**Task objective:** The data below must be repeated exactly. Leave nothing out.

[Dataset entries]

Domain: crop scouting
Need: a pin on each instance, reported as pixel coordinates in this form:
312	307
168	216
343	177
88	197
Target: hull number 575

**Your solution:**
Domain: crop scouting
Need: a pin on each instance, reported as pixel coordinates in this form:
312	307
168	216
343	177
88	197
Target: hull number 575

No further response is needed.